Type out the data exactly as given. Skip any image.

::::::::

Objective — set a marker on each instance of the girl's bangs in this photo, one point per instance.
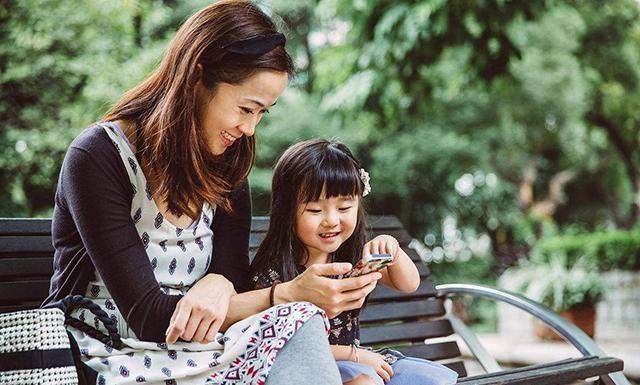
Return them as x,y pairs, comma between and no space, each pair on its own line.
338,177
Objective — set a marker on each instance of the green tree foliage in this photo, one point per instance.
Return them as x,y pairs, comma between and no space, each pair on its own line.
516,119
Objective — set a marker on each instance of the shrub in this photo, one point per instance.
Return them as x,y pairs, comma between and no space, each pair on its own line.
607,250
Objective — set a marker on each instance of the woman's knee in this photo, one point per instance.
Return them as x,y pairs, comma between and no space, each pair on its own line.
362,379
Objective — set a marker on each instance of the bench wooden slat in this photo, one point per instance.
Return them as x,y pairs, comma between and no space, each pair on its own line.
19,307
435,351
457,366
16,292
381,293
401,310
26,244
26,267
561,372
405,332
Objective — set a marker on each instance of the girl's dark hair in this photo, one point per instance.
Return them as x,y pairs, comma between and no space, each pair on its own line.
166,110
301,175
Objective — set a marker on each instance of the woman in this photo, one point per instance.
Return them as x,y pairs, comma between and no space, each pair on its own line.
152,219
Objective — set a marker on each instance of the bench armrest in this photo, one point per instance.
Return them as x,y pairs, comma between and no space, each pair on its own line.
570,332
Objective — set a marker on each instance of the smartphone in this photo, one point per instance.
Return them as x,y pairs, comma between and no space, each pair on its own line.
369,263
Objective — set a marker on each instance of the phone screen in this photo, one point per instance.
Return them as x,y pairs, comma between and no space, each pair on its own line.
370,263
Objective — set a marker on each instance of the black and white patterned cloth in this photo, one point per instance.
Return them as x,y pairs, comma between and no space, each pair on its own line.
179,258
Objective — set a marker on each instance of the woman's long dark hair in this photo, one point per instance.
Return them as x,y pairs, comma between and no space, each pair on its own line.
166,109
302,174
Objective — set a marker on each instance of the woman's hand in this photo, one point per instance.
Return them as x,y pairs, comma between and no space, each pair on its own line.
200,313
382,244
377,362
332,295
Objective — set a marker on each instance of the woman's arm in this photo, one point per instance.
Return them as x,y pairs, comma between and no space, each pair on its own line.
96,195
231,234
402,275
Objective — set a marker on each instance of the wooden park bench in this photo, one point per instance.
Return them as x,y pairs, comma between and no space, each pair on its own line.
413,323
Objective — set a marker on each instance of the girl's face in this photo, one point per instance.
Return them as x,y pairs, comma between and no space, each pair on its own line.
322,226
235,109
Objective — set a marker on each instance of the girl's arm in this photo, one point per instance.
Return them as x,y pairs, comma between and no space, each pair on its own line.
402,275
313,285
343,352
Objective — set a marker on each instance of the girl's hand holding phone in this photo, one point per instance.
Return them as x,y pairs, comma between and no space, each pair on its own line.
377,362
382,244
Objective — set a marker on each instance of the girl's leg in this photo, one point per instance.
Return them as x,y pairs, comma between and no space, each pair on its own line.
362,379
410,371
306,358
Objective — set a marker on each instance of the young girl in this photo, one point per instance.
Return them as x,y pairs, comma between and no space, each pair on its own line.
317,218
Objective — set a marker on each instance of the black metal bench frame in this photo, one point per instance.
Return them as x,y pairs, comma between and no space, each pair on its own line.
409,322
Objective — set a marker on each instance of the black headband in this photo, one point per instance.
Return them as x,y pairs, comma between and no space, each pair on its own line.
256,45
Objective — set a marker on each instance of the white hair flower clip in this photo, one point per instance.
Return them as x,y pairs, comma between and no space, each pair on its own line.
364,176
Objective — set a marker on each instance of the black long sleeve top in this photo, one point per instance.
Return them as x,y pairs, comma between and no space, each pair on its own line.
92,230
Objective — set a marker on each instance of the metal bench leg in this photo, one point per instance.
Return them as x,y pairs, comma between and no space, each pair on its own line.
564,328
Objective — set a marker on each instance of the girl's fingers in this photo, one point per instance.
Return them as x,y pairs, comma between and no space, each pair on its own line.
348,284
356,299
387,368
383,373
192,326
375,248
366,250
177,327
213,330
202,330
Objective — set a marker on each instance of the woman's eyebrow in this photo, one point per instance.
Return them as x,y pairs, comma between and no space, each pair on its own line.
259,103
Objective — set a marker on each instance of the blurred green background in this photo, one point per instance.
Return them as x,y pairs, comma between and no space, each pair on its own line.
495,130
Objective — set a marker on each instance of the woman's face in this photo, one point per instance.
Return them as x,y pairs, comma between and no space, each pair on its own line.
235,109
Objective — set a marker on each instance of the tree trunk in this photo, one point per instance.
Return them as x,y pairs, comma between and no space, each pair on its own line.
632,169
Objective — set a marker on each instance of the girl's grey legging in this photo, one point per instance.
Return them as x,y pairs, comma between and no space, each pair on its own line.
306,358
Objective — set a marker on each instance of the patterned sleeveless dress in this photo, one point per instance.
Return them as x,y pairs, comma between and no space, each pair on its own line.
244,354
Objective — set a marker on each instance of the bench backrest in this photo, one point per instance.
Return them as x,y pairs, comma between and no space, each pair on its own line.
404,321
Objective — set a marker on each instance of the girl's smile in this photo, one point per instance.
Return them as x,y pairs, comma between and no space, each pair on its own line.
323,225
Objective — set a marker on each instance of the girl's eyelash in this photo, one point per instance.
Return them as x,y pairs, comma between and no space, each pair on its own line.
248,110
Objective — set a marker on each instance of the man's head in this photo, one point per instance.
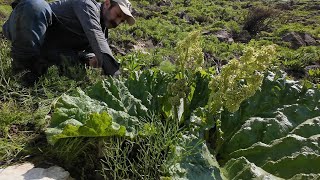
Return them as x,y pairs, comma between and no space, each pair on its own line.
115,12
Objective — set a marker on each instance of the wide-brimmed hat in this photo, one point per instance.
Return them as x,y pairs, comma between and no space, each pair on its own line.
126,8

::::::::

__Solved exercise__.
Objective — set a marker on each instance of the girl's bangs in this photo, one point per instance.
Return them as x,y pairs, comma between and no space, each pair on its own line.
338,177
Objective — set a marker on each instance of the green tree foliage in this photo, one point per instance.
Return them as x,y pairs, comma between and no space, each pair on its own line.
516,119
Objective — set a marker on each instance of the shrub in this photo, one point per instance.
Return them as x,y pairs, comma between and no space, each pair on its own line.
607,250
Objective — set a marker on each instance of the woman's knee in this photo, one point per instance.
Return them as x,y pairs, comma between and no space, each pair on its own line.
362,379
Objective — set a marker on each instance of the bench wooden slat in this photo, one point per instance.
Return them as x,y pairs, comma between and no space, each pair on its own line.
19,307
435,351
457,366
16,292
381,293
401,310
26,244
26,267
561,372
405,332
Objective — set a marker on each instance of the girl's dark hair in this photo, one point per instance.
Return them as x,y pairs, comma between and no space, each pair on its own line.
166,110
301,175
Objective — set a marker on each instance of the woman in this photo, one point per instance.
Return them as x,y pairs, comma between and no space, each pair on its own line.
152,219
Objective — set a marker on each instance of the bench armrest in this photo, one point per instance.
Return them as x,y pairs, comma between and no space, each pair on its own line.
570,332
Objective — set a marker on each instance of the smartphone in this photo, one point per instance.
Return them as x,y pairs, comma between and no space, each pair on its own line.
369,263
Objective — set a marker on each instance of the phone screen in this photo, one point per instance.
Return them as x,y pairs, comma between and no space, each pair on its own line.
370,263
Objective — set a marker on each instance of the black and white patterned cloth in this photo, one point per instance.
Return them as x,y pairs, comma between and no space, each pair on its own line.
179,258
Objective — set a marker on each instance of the woman's long dark hair in this photo, one point per instance.
Return them as x,y pairs, comma between and no space, each pair on its own line.
166,109
302,174
Objective — set a marker on each instance of the woman's hand in this photo, one point per instance.
Return them as x,y pairs, comma between and no space, each pair on its own line.
200,313
382,244
377,362
332,295
Objective — set a marker on each instance of the woman's arm in this photo, one point per instance.
Return them as x,y pairs, comma between and no space, each pair on its own line.
96,195
231,234
402,275
Objective — set a marker on each instance of the wooden park bench in this photo, one point per instance.
Return them as x,y pairs, comma between and no space, each pair on its own line.
413,323
Objective — set a marker on each instance of the girl's face in this photo, one point per instance.
Return them as x,y pairs, comma between and no space, each pair on its own line.
322,226
235,109
Objective — set a marker on each instance of the girl's arm in this photo, one point per instance.
Return them as x,y pairs, comma between and no space, each pair on its own line.
402,275
313,285
343,352
Objective — set a marker on each instance of the girl's hand holding phone in this photo, one point per instance.
Return them as x,y pairs, comma between and no space, each pair on its own line.
377,362
382,244
Objective — set a marker on each instance of the girl's leg in this photo, one point per instance.
Return them as x,y pairs, comma between and no space, each pair on its own line.
362,379
410,371
306,358
Objective — set a marker on each instance of the young girl in this photo, one point per instance.
Return them as x,y pairs, comma between and no space, each pair on its own line.
317,218
Objective — set a marker on each instance of the black metal bench frame in this photo, one point per instance.
Return them as x,y pairs, comma between and no space, each pair on its own line.
409,322
Objective — set a marker on each instance of the black headband in this photo, one point per instance.
Return them as x,y pairs, comma between and no space, each pair on its own line.
256,45
Objective — set a marker on each instance of the white hair flower clip in this photo, one point per instance.
Return them as x,y pairs, comma between and no space, each pair on its own line.
364,176
Objective — set a marker on each instance of the black long sleeve top in this photo, one point per instance.
Return them as x,y pairs, comma between and no space, each pair on its own line.
92,230
Objective — set a marker on each instance of the metal bench leg in this photo, one point per instance.
Return them as x,y pairs, comma between and no space, each pair on its own line.
564,328
Objective — set a marker on each instance of the girl's fingers in this photo, one point per instance.
Return them as x,y pairs, comma between and no space, each pair on its own line.
348,284
356,299
387,368
383,373
192,326
375,248
366,250
177,327
213,330
202,330
Objective — set a marker on each instance of the woman's eyebrow in this photo, one point per instance.
Return them as x,y pairs, comma between and no space, each pair on its own line.
259,103
Objective — set a marker on each instance of the blurred green background in this photo, one point per instance.
Return them as x,y pairs, comma between and no space, each pair on its own line.
495,130
Objective — set a marker on each instance of the woman's face in this photo, one point per instance.
Return them as x,y pairs, comma between and no space, each pair on its own line.
235,109
Objective — set a marker on each instance of the tree trunk in this photo, one point per instance.
Return them as x,y pairs, comma between and no space, each pair on its own line.
632,169
Objective — set a marker on each instance of the girl's grey legging in this photo, one point per instance.
Return them as x,y pairs, comma between and no space, each pair on its own line.
306,358
Objective — set a marker on each instance of the patterned sleeveless dress in this photo, one point per instance.
Return them as x,y pairs, comma between and no space, each pair on its own line.
244,354
Objective — set a marker on each instance of the bench backrest in this photo, one point per instance.
Return them as x,y pairs, comma between and no space, each pair on its own line.
404,321
Objective — set a marker on each instance of the girl's smile in this photo, one point per instance.
Return them as x,y pairs, comma between and no space, each pair on its own line.
323,225
Objective — set a marker on each instance of the girl's eyelash in this photo, one point per instance.
Return them as x,y pairs, comma between and no space, each pair on its own line.
248,110
Objective — set a marker on each instance of the man's head in this photo, one point per instance.
Return them as x,y pairs, comma between and no space, each pair on its own line.
115,12
Objective — set a marker on each instance of the wide-brimmed hat in this photo, one point per instance.
Return them as x,y pairs, comma between and no space, each pair on its own line.
126,8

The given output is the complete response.